[Exercise instructions] Reproduce the passage below on OIG Advisory Opinion 16-01 word for word, starting with "On January 7, 2016, the" and going on through "fraud and abuse.".

[Exercise passage]
On January 7, 2016, the Department of Health and Human Services, Office of Inspector General (OIG) issued Advisory Opinion 16-01 [PDF], approving yet another insurer’s proposed contract with a preferred hospital network. The advisory opinion is one in a series of OIG Advisory Opinions addressing preferred hospital network discounts under the anti-kickback statute and the civil monetary penalty prohibition against inducements to beneficiaries. The OIG again concludes that a Medigap insurer's contract with a preferred hospital network to receive discouts on Medicareinpatient deductibles poses a low risk of fraud and abuse.
The Medigap insurers requesting the advisory opinion proposed to contract with a network of preferred hospitals for discounts on Medicare inpatient deductibles for their policyholders and to provide a premium credit to policyholders who use a preferred hospital for inpatient stays. The preferred hospitals would provide up to 100 percent discounts on Part A inpatient deductibles incurred by policyholders. The requestors would be relieved from paying the discounted amount, but would pay the preferred hospital network a fee for administrative services with each discount received. The arrangement would not affect the policyholders’ liability to pay for covered services. Policyholders would receive a portion of the savings resulting from their use of a preferred hospital and would be well-informed of this arrangement through notification letters and biannual updates.

[Data section]
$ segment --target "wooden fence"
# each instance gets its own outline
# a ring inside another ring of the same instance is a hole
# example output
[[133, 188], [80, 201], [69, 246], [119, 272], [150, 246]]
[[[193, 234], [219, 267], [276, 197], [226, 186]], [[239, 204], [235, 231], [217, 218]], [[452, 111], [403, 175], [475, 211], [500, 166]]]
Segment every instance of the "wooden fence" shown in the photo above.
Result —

[Final answer]
On January 7, 2016, the Department of Health and Human Services, Office of Inspector General (OIG) issued Advisory Opinion 16-01 [PDF], approving yet another insurer’s proposed contract with a preferred hospital network. The advisory opinion is one in a series of OIG Advisory Opinions addressing preferred hospital network discounts under the anti-kickback statute and the civil monetary penalty prohibition against inducements to beneficiaries. The OIG again concludes that a Medigap insurer's contract with a preferred hospital network to receive discouts on Medicareinpatient deductibles poses a low risk of fraud and abuse.